__MATERIAL TO PROCESS__.
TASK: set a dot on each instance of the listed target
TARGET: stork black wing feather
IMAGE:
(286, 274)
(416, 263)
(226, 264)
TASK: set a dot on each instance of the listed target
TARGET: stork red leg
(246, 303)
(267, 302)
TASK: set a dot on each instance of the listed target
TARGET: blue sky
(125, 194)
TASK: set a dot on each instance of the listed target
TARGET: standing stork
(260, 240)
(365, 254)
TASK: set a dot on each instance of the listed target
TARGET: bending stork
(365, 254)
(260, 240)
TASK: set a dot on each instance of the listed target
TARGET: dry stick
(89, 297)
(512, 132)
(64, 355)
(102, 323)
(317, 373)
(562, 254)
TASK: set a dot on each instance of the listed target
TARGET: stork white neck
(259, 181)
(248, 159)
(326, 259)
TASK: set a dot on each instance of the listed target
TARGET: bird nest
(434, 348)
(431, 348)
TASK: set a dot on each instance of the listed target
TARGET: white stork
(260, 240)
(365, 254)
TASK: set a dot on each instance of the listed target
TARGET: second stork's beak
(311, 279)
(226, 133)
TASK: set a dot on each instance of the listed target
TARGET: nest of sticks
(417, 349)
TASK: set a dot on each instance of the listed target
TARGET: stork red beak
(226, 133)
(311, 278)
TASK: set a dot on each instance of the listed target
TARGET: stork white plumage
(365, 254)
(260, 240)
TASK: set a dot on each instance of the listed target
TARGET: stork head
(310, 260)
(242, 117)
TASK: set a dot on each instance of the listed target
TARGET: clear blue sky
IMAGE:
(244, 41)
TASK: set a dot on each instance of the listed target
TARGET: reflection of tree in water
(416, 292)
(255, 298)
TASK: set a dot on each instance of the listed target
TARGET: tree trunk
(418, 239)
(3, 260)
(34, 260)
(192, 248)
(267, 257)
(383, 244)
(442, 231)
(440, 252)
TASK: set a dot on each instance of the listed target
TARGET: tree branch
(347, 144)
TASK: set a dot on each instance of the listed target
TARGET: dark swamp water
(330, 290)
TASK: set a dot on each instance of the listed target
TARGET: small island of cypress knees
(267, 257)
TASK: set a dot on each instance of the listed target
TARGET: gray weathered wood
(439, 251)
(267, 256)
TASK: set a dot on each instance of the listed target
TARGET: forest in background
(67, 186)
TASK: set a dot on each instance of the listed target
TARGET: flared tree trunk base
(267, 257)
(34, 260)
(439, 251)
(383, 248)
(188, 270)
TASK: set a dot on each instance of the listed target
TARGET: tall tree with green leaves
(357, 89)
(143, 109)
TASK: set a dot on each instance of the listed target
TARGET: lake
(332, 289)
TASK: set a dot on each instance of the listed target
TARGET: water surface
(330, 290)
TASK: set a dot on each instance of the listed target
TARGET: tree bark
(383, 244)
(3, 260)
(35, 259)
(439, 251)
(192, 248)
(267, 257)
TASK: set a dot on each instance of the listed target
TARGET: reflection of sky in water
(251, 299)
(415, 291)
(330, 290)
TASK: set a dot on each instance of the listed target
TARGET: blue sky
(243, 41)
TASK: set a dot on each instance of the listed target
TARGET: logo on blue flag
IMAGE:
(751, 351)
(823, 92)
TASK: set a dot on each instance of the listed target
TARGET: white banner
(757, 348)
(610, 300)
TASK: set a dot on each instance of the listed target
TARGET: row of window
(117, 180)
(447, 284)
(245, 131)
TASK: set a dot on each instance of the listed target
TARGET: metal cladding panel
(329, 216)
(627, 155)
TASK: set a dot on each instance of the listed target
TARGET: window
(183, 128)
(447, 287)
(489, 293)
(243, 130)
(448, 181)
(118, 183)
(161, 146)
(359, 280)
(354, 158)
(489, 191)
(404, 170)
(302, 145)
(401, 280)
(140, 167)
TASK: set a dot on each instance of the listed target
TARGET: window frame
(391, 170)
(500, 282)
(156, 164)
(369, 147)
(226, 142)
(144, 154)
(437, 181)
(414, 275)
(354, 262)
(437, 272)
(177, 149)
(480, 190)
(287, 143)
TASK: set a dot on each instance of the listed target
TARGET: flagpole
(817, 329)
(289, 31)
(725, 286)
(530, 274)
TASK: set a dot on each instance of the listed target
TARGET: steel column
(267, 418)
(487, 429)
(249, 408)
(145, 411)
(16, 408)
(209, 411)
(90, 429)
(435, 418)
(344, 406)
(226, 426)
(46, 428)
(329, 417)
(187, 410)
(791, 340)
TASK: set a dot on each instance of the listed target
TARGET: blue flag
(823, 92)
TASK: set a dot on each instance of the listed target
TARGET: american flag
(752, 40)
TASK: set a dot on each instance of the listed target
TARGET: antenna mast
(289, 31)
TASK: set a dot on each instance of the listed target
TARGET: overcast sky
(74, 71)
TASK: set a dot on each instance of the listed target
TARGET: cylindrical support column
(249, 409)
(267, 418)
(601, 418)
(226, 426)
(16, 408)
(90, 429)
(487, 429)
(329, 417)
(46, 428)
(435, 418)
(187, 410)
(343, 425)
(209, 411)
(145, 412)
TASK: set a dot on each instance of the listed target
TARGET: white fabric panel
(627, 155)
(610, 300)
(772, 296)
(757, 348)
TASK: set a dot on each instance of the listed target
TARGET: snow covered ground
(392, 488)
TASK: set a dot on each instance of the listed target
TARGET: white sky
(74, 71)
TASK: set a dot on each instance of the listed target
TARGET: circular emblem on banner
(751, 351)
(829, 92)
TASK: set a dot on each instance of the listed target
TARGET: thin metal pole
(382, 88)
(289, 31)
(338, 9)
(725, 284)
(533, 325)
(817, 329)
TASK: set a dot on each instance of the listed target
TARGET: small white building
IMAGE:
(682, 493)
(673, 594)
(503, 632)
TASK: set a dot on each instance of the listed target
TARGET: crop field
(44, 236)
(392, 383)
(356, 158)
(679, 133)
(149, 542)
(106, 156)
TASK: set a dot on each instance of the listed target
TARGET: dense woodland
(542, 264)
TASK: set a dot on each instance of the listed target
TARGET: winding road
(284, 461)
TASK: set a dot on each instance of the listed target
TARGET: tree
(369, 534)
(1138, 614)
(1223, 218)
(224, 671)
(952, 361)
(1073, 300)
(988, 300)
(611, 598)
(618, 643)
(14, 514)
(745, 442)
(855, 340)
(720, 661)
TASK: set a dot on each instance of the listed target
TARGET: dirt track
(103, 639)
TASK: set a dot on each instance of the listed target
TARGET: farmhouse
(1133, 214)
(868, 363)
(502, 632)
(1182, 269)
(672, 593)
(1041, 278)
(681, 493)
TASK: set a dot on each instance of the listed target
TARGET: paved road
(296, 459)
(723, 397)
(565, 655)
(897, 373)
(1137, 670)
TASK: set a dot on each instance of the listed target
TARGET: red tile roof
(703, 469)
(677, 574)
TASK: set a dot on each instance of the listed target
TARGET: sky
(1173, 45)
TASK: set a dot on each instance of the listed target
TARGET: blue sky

__PROBLEM REQUIREMENTS__.
Restate all of the entries above precisely.

__ANSWER TO THE EXERCISE__.
TASK: set a dot on each instance of the listed target
TARGET: stork black wing feather
IMAGE:
(286, 274)
(416, 263)
(226, 264)
TASK: set a dot on each instance of the listed target
TARGET: stork red leg
(246, 303)
(267, 302)
TASK: set a dot on each instance of the listed target
TARGET: blue sky
(125, 194)
TASK: set a dot on each instance of the listed target
TARGET: standing stork
(260, 240)
(365, 254)
TASK: set a dot on each instance of the listed target
TARGET: bending stork
(365, 254)
(260, 240)
TASK: set a dot on each instance of the listed target
TARGET: dry stick
(89, 297)
(512, 132)
(64, 355)
(102, 323)
(317, 373)
(562, 254)
TASK: set a dot on each instance of the listed target
TARGET: stork white neck
(259, 181)
(248, 159)
(326, 259)
TASK: set a dot on each instance of the listed target
TARGET: bird nest
(434, 348)
(431, 348)
TASK: set a dot on each instance of the listed target
TARGET: white stork
(260, 240)
(365, 254)
TASK: set a dot on each instance of the listed target
TARGET: second stork's beak
(311, 279)
(226, 133)
TASK: set a dot on each instance of the listed target
TARGET: nest of sticks
(417, 349)
TASK: set a dot on each instance of the listed target
TARGET: stork red beak
(226, 133)
(311, 278)
TASK: set a dot on each instance of the listed target
TARGET: stork white plumage
(365, 254)
(260, 240)
TASK: set a dot on each instance of the listed target
TARGET: stork head
(310, 260)
(242, 117)
TASK: set a dot on each instance of the listed target
TARGET: clear blue sky
IMAGE:
(244, 41)
TASK: set a dot on each instance of the listed target
TARGET: reflection of tree in water
(416, 292)
(255, 298)
TASK: set a dot on each instance of the listed target
TARGET: tree trunk
(418, 239)
(3, 260)
(34, 260)
(192, 248)
(267, 257)
(383, 244)
(442, 231)
(440, 252)
TASK: set a dot on each instance of the listed target
TARGET: tree branch
(347, 144)
TASK: set a dot on each instance of the listed target
TARGET: dark swamp water
(330, 290)
TASK: set a dot on each instance of the listed target
TARGET: small island of cypress knees
(267, 257)
TASK: set a dot on each instance of the listed target
TARGET: gray weathered wood
(439, 251)
(267, 256)
TASK: set a dot on each instance of the listed target
TARGET: forest in background
(67, 186)
TASK: set a dot on each instance of the listed target
TARGET: flared tree trunk base
(267, 257)
(34, 260)
(439, 251)
(383, 248)
(188, 270)
TASK: set a dot on each instance of the listed target
TARGET: tall tree with green leaves
(357, 89)
(143, 109)
TASK: set a dot on each instance of the listed target
TARGET: lake
(332, 289)
TASK: set a dot on each instance of the listed target
TARGET: water surface
(330, 290)
TASK: set a dot on each instance of the listed target
TARGET: tree bark
(383, 244)
(3, 260)
(35, 259)
(439, 251)
(192, 248)
(267, 257)
TASK: set a dot on each instance of the listed target
TARGET: reflection of sky in water
(251, 299)
(415, 291)
(330, 290)
TASK: set a dot on each instance of the listed target
TARGET: blue sky
(243, 41)
TASK: set a dot on each instance of the listed target
TARGET: logo on blue flag
IMAGE:
(751, 351)
(823, 92)
TASK: set a dot on each instance of the listed target
TARGET: white banner
(757, 348)
(610, 300)
TASK: set a dot on each instance of the listed target
TARGET: row of window
(117, 180)
(447, 284)
(245, 131)
TASK: set a dot on each instance of the listed target
TARGET: metal cladding panel
(329, 216)
(627, 155)
TASK: set a dot on each instance of the listed target
TARGET: window
(183, 128)
(447, 287)
(489, 293)
(243, 130)
(448, 181)
(118, 183)
(161, 146)
(359, 280)
(354, 158)
(489, 191)
(404, 170)
(302, 145)
(401, 280)
(140, 167)
TASK: set a dot on each instance of the listed target
TARGET: window frame
(391, 170)
(500, 282)
(156, 164)
(369, 147)
(226, 142)
(144, 154)
(437, 181)
(414, 275)
(354, 262)
(437, 272)
(177, 149)
(480, 190)
(287, 143)
TASK: set a dot on each instance of the listed target
TARGET: flagpole
(817, 329)
(289, 31)
(725, 286)
(530, 274)
TASK: set a dot on each instance of the listed target
TARGET: steel column
(267, 418)
(487, 429)
(249, 408)
(145, 411)
(16, 408)
(209, 411)
(90, 429)
(435, 418)
(344, 406)
(226, 426)
(46, 428)
(329, 417)
(187, 410)
(791, 340)
TASK: set a dot on each instance of the listed target
TARGET: blue flag
(823, 92)
TASK: set a dot on each instance of the listed target
TARGET: american flag
(752, 40)
TASK: set a dot on each instance of the listed target
TARGET: antenna mast
(289, 31)
TASK: set a dot on each instance of the listed target
TARGET: overcast sky
(74, 71)
TASK: set a dot on each instance of the listed target
TARGET: cylindrical support column
(249, 409)
(267, 418)
(601, 418)
(226, 426)
(16, 408)
(90, 429)
(487, 429)
(329, 417)
(46, 428)
(435, 418)
(187, 410)
(343, 425)
(209, 411)
(145, 412)
TASK: set a dot on each instance of the listed target
TARGET: white fabric panel
(627, 155)
(610, 300)
(772, 296)
(757, 348)
TASK: set a dot on each instance of the listed target
TARGET: snow covered ground
(392, 488)
TASK: set a dot on each instance of the listed target
TARGET: white sky
(74, 71)
TASK: set a dot on each instance of the listed target
TARGET: circular emblem on banner
(751, 351)
(829, 92)
TASK: set a dot on each instance of the listed target
TARGET: thin metal pole
(382, 88)
(289, 31)
(338, 9)
(725, 284)
(533, 325)
(817, 329)
TASK: set a dot on each instance of the listed target
TARGET: small white building
IMAGE:
(682, 493)
(673, 594)
(503, 632)
TASK: set a dot on each instance of the listed target
TARGET: crop field
(44, 236)
(392, 383)
(356, 158)
(679, 133)
(149, 542)
(106, 156)
TASK: set a dot on each instance of the listed target
TARGET: dense woodland
(542, 264)
TASK: set a dot on each instance of the listed target
TARGET: winding road
(284, 461)
TASK: set a dot on each instance of the listed target
TARGET: tree
(369, 534)
(1138, 614)
(1223, 218)
(224, 671)
(952, 361)
(1073, 300)
(988, 300)
(611, 598)
(618, 643)
(14, 514)
(745, 442)
(855, 340)
(720, 661)
TASK: set a dot on each instance of the listed target
TARGET: dirt track
(103, 639)
TASK: set a dot on each instance of the listed target
TARGET: farmhouse
(1133, 214)
(868, 363)
(502, 632)
(1182, 269)
(672, 593)
(1041, 278)
(681, 493)
TASK: set a dot on each instance of the listed target
TARGET: paved road
(296, 459)
(723, 397)
(565, 655)
(897, 373)
(1137, 670)
TASK: set a dot on each instance of the listed target
TARGET: red tile roof
(703, 469)
(677, 574)
TASK: set a dot on each instance of the listed target
TARGET: sky
(1173, 45)
TASK: set a dot on each instance of the listed target
TARGET: blue sky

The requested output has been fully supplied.